- **TO BE DONE**:
• 1. Answer these from the forum thread on Python string encoding:
(a) Which Python version introduced PyCompactUnicodeObject?
(b) By how much did it cut memory usage in typical Django applications?
(c) What were there numerous of, according to the reply about corrupted or maliciously modified text?
• 2. In the forum thread on Python string encoding, why would giving up O(1) string indexing in a new UTF-8 string type be acceptable? Answer in one to three sentences.
• 3. Pick up the forum thread on Python string encoding after its final line and continue it.
--- START OF EXCERPTED TEXT ---
This is Python; finding new ways to subscript into things directly is a graduate student’s favorite pastime!

In all seriousness I think that encoding-independent constant-time substring extraction has been meaningful in letting researchers outside the U.S. prototype, especially in NLP, without worrying about their abstractions around “a 5 character subslice” being more complicated than that. Memory is a tradeoff, but a reasonably predictable one.

nostrademons•1h ago

PyCompactUnicodeObject was introduced with Python 3.3, and uses UTF-8 internally. It's used whenever both size and max code point are known, which is most cases where it comes from a literal or bytes.decode() call. Cut memory usage in typical Django applications by 2/3 when it was implemented.

https://peps.python.org/pep-0393/

I would probably use UTF-8 and just give up on O(1) string indexing if I were implementing a new string type. It's very rare to require arbitrary large-number indexing into strings. Most use-cases involve chopping off a small prefix (eg. "hex_digits[2:]") or suffix (eg. "filename[-3:]"), and you can easily just linear search these with minimal CPU penalty. Or they're part of library methods where you want to have your own custom traversals, eg. .find(substr) can just do Boyer-Moore over bytes, .split(delim) probably wants to do a first pass that identifies delimiter positions and then use that to allocate all the results at once.

deepsun•1h ago

That's assuming the text is not corrupted or maliciously modified. There were (are) _numerous_ vulnerabilities due to parsing/escaping of invalid UTF-8 sequences.

Quick googling (not all of them are on-topic tho):

https://www.rapid7.com/blog/post/2025/02/13/cve-2025-1094-po...

https://www.cve.org/CVERecord/SearchResults?query=utf-8

s1mplicissimus•22m ago

I was just wondering a similar thing: If 10 implies start of character, doesn't that require 10 to never occur inside the other bits of a character?

thesz•1h ago

> so you can easily find the beginning of the next or previous character.
--- END OF EXCERPTED TEXT ---
--- START OF EXTRACTED DATA ---
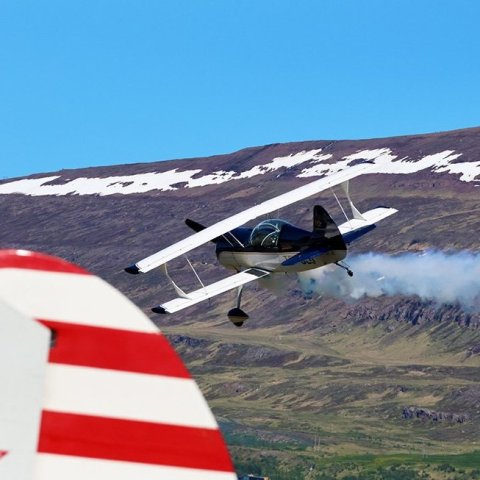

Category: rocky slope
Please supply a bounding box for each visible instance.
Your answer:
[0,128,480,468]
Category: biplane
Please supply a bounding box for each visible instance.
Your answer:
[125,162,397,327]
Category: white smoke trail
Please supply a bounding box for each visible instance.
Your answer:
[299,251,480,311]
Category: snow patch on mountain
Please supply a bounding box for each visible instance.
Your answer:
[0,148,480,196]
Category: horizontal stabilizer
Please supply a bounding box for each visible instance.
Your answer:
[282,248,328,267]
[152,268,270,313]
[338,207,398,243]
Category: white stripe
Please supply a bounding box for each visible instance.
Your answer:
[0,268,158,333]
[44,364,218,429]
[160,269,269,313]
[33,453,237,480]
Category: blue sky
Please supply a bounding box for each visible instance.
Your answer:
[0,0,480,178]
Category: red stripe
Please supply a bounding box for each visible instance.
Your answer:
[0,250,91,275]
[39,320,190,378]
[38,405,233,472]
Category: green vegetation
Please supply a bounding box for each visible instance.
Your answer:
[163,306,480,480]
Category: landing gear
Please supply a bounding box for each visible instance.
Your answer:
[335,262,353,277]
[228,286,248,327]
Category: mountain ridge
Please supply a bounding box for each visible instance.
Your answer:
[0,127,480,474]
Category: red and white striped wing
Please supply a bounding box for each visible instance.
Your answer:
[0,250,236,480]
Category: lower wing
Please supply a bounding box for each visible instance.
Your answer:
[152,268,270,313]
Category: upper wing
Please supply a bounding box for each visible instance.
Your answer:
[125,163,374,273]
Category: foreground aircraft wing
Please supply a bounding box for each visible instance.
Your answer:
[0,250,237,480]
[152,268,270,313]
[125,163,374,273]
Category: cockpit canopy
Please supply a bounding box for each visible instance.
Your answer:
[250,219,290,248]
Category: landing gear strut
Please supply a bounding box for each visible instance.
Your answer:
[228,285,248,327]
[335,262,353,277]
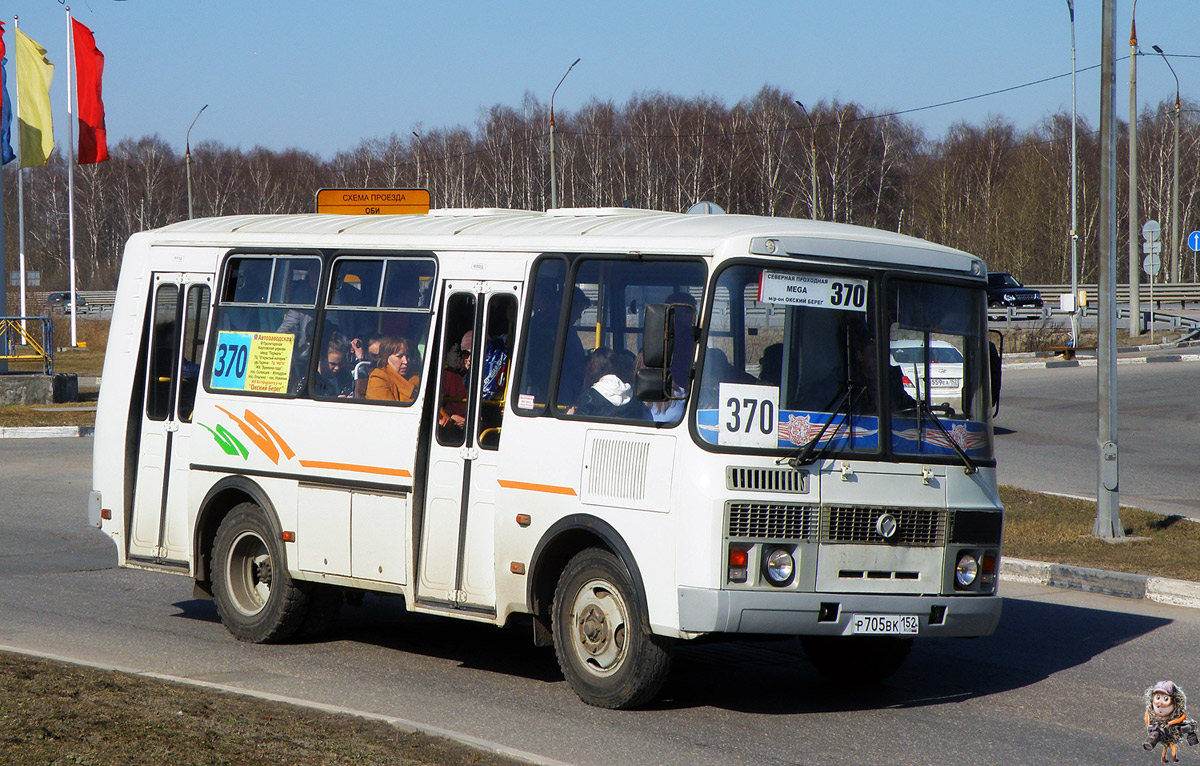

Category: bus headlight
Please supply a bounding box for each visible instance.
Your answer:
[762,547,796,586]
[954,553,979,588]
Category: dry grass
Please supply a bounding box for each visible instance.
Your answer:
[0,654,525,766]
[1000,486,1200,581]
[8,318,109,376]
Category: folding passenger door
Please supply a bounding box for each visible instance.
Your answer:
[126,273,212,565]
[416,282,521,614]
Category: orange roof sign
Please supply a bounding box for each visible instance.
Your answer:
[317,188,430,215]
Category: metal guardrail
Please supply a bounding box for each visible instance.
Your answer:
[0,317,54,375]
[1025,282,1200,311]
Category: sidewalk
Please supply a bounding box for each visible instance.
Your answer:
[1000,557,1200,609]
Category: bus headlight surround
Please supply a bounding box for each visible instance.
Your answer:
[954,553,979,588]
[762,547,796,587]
--- END OF EXTRACTED DATA ---
- **SOLVED PROBLEMS**:
• 1.
(a) Python 3.3.
(b) By 2/3.
(c) Vulnerabilities due to parsing/escaping of invalid UTF-8 sequences.

• 2. Arbitrary large-number indexing into strings is very rarely needed. Most uses chop off a small prefix or suffix, which can be found by linear search with minimal CPU penalty. The rest belong to library methods that can do their own custom traversals.

• 3.
It is not true [1]. While it is not UTF-8 problem per se, it is a problem of how UTF-8 is being used.

[1] https://paulbutler.org/2025/smuggling-arbitrary-data-through...

layer8•1h ago

Parent means “character” as defined here in Unicode: https://www.unicode.org/versions/Unicode17.0.0/core-spec/cha..., effectively code points. Meanings 2 and 3 in the Unicode glossary here: https://www.unicode.org/glossary/#character

procaryote•1h ago

also, the redundancy means that you get a pretty good heuristic for "is this utf-8". Random data or other encodings are pretty unlikely to also be valid utf-8, at least for non-tiny strings

spankalee•7m ago

Wouldn't you only need to read backwards at most 3 bytes to see if you were currently at a continuation byte? With a max multi-byte size of 4 bytes, if you don't see a multi-byte start character by then you would know it's a single-byte char.

I wonder if a reason is similar though: error recovery when working with libraries that aren't UTF-8 aware. If you slice naively slice an array of UTF-8 bytes, a UTf-8 aware library can ignore malformed leading and trailing bytes and get some reasonable string out of it.

jancsika•5m ago

> Having the continuation bytes always start with the bits `10` also make it possible to seek to any random byte, and trivially know if you're at the beginning of a character or at a continuation byte like you mentioned, so you can easily find the beginning of the next or previous character.

Given four byte maximum, it's a similarly trivial algo for the other case you mention.

The main difference I see is that UTF8 increases the chance of catching and flagging an error in the stream. E.g., any non-ASCII byte that is missing from the stream is highly likely to cause an invalid sequence. Whereas with the other case you mention the continuation bytes would cause silent errors (since an ASCII character would be indecipherable from continuation bytes).

Encoding gurus-- am I right?

twbarr•2h ago

It should be noted that the final design for UTF-8 was sketched out on a placemat by Rob Pike and Ken Thompson.

hu3•1h ago

I wonder if that placemat still exists today. It would be such an important piece of computer history.

ot•7m ago

> It was so easy once we saw it that there was no reason to keep the placemat for notes, and we left it behind. Or maybe we did bring it back to the lab; I'm not sure. But it's gone now.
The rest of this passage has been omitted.